>> begin DATASET
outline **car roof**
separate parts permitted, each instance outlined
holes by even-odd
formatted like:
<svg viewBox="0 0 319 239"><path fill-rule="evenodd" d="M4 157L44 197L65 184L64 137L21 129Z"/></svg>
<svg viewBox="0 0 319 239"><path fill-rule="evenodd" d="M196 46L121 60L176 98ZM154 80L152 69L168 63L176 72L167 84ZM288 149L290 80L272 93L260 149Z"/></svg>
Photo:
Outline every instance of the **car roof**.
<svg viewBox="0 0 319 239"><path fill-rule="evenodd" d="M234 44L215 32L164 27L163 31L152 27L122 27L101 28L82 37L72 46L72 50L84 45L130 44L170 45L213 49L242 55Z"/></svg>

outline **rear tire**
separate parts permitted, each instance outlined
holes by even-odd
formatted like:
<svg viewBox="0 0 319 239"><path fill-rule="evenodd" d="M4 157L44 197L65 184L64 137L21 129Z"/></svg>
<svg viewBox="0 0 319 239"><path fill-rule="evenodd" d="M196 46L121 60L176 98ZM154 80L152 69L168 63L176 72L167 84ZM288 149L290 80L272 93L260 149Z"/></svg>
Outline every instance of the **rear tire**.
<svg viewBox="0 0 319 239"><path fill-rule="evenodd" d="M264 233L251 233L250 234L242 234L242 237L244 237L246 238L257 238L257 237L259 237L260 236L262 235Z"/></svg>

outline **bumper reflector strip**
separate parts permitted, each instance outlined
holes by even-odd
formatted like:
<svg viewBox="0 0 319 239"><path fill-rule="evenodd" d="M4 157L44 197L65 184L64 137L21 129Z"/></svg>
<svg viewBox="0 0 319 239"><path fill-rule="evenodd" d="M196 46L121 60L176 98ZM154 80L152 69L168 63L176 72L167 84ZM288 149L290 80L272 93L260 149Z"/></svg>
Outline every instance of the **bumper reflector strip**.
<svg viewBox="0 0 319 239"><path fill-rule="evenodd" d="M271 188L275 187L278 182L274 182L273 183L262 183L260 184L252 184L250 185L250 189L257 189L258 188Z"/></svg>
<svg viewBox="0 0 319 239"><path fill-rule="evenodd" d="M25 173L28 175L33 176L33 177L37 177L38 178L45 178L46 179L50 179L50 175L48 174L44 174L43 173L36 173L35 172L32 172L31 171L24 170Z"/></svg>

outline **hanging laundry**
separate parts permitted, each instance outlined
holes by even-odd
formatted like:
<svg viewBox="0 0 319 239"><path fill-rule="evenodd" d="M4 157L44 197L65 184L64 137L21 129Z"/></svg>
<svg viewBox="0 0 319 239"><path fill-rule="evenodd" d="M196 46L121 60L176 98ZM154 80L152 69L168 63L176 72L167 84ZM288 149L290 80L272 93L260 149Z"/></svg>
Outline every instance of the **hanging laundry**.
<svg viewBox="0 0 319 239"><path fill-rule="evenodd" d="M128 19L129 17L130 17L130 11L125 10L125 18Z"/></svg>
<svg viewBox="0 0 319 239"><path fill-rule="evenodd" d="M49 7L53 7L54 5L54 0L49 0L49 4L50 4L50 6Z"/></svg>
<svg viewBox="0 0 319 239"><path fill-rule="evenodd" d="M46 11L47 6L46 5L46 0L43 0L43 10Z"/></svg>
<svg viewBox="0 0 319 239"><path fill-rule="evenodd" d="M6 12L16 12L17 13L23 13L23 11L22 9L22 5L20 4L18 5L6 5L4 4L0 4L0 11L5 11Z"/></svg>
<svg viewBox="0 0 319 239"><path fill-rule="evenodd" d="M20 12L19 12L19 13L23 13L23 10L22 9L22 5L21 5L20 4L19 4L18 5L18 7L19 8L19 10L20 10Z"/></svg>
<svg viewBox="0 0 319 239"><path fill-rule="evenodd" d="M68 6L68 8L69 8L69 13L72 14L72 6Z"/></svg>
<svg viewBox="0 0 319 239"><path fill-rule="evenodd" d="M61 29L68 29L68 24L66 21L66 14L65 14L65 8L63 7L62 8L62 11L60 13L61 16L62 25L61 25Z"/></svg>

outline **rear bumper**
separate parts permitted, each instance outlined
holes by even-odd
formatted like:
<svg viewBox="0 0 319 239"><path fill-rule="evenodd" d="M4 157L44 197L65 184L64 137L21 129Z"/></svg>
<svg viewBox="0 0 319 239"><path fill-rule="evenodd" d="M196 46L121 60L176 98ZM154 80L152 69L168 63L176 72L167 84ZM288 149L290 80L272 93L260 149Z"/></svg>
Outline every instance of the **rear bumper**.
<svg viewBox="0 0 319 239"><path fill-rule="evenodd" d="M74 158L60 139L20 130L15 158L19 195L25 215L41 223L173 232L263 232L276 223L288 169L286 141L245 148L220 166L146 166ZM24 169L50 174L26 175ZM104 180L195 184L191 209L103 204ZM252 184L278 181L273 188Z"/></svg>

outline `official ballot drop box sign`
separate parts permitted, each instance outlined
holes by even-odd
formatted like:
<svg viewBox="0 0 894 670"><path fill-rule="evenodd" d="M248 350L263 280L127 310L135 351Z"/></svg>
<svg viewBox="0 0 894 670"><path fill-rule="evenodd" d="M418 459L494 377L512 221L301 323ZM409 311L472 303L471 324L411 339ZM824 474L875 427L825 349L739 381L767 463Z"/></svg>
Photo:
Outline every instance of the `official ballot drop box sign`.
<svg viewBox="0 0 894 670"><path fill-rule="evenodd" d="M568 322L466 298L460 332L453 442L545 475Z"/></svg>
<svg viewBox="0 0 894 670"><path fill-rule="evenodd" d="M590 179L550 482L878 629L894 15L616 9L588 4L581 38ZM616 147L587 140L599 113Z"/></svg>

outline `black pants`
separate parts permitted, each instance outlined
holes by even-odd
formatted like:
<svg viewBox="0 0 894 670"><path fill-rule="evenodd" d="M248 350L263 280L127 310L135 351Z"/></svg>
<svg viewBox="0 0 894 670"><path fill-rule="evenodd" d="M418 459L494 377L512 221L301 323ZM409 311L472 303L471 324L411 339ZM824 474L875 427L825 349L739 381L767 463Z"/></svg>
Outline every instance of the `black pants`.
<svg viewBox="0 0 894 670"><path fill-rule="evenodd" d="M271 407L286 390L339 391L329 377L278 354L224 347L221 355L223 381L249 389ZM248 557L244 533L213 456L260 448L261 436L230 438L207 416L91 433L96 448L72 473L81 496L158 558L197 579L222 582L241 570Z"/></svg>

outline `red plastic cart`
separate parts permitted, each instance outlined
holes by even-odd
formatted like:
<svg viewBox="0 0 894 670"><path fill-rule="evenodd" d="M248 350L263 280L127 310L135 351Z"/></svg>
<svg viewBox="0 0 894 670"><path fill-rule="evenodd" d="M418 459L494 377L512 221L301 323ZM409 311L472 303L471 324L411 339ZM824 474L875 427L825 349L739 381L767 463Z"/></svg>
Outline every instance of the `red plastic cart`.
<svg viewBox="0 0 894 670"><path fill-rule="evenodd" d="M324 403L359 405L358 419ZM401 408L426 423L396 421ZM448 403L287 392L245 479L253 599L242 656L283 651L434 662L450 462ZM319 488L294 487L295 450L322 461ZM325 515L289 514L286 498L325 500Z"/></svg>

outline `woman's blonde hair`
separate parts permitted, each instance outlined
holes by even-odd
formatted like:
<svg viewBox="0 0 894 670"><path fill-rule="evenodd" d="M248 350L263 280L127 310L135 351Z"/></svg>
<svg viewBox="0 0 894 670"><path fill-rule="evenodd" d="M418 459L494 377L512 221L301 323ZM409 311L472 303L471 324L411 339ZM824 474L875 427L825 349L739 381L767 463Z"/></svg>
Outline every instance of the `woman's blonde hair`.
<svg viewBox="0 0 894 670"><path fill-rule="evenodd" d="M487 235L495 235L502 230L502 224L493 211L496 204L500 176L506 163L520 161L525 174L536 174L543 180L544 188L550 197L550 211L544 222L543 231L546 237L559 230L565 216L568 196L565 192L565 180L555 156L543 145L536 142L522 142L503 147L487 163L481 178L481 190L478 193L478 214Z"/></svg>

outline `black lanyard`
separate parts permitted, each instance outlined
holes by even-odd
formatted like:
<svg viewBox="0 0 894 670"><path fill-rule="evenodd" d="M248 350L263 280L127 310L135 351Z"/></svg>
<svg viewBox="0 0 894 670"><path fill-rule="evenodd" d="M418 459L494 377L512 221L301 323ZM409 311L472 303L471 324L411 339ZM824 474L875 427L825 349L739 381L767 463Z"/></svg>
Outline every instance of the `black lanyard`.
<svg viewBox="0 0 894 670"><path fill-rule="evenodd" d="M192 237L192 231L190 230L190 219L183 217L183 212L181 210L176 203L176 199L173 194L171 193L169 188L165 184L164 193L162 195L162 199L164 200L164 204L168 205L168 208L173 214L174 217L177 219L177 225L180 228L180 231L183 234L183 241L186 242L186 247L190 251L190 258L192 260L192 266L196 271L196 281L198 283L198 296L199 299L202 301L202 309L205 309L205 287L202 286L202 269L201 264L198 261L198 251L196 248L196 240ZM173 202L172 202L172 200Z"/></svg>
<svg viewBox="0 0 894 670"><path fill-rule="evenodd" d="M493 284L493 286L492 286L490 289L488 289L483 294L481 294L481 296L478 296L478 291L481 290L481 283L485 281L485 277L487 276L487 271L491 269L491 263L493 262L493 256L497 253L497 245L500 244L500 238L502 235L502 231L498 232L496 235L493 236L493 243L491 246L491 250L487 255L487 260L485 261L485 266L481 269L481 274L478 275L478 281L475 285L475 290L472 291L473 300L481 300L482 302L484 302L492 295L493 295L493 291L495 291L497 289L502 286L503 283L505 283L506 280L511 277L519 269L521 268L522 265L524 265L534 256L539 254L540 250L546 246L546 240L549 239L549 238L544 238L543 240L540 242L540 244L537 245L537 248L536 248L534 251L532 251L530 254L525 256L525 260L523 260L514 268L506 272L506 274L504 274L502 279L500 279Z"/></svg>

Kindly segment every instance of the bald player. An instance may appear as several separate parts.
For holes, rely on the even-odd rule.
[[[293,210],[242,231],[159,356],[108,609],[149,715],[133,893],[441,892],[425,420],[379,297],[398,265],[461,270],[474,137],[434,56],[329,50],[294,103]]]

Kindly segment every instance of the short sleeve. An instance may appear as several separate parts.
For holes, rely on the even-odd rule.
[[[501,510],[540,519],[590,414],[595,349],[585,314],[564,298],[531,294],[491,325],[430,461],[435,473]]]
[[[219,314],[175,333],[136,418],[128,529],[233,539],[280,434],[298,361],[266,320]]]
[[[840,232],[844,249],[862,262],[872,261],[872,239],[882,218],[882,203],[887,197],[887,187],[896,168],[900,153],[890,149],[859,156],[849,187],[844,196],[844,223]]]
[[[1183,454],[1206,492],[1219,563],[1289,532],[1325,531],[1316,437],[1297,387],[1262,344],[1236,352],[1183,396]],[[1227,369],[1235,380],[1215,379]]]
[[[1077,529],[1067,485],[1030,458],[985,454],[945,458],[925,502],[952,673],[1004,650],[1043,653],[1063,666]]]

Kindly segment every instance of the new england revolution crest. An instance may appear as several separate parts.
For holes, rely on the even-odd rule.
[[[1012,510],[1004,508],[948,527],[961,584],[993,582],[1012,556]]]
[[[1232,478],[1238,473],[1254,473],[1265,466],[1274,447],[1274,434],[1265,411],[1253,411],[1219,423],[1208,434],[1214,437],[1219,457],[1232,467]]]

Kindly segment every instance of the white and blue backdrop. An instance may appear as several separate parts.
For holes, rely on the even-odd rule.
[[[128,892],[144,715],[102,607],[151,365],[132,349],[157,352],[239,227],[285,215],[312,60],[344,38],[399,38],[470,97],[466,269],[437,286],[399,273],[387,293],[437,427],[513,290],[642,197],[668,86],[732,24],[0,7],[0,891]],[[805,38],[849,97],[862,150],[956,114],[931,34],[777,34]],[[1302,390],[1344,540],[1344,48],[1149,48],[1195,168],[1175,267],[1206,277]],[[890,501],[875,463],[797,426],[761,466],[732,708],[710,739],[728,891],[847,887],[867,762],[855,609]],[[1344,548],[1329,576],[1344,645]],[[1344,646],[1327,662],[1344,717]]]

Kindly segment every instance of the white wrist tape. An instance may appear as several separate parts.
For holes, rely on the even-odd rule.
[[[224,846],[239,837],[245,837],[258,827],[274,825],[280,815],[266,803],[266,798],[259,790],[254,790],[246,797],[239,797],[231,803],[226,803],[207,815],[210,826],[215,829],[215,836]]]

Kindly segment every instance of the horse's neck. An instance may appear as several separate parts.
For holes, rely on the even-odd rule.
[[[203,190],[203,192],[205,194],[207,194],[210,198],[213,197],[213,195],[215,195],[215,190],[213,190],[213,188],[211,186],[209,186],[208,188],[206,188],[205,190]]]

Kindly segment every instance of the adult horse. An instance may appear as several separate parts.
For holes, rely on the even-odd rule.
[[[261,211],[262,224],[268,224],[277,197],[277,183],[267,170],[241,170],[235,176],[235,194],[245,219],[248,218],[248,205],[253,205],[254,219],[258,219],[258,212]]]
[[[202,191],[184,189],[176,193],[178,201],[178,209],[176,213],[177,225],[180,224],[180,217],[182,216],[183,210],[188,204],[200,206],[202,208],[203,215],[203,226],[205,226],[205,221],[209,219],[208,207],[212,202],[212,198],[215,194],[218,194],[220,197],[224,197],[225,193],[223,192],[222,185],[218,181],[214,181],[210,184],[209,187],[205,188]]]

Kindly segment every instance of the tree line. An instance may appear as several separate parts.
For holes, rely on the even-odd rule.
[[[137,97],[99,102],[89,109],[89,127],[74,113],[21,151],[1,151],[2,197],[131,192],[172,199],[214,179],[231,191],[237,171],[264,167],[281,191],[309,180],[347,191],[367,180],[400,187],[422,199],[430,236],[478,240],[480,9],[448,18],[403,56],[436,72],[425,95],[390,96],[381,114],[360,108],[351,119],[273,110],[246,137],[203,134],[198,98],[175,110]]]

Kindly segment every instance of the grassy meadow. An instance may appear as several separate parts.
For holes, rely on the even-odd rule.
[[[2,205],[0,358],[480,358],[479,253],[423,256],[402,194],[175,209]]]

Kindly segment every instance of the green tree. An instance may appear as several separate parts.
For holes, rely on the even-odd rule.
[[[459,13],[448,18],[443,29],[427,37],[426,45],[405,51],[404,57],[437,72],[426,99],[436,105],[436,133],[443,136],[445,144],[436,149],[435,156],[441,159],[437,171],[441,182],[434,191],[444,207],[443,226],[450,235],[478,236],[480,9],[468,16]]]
>> end DATASET
SET TASK: Could you convert the lines from the one containing "Kindly segment every instance of the grassy" through the end of the entries into a JSON list of strings, one string per line, with blank lines left out?

ANSWER TO THE TASK:
[
  "Kindly segment every instance of the grassy meadow. An instance may appear as several separate parts.",
  "For holes, rely on the even-odd rule.",
  "[[[2,205],[0,358],[480,358],[479,253],[423,256],[402,194],[175,209]]]",
  "Kindly segment every instance of the green tree. An instance may appear as several separate parts.",
  "For holes, rely on the even-odd rule.",
  "[[[459,13],[448,18],[443,29],[427,37],[426,45],[405,51],[404,57],[437,72],[426,99],[436,105],[436,133],[443,136],[445,144],[436,149],[435,156],[441,159],[437,171],[441,182],[434,191],[444,207],[443,226],[450,235],[478,236],[480,9],[468,16]]]"
]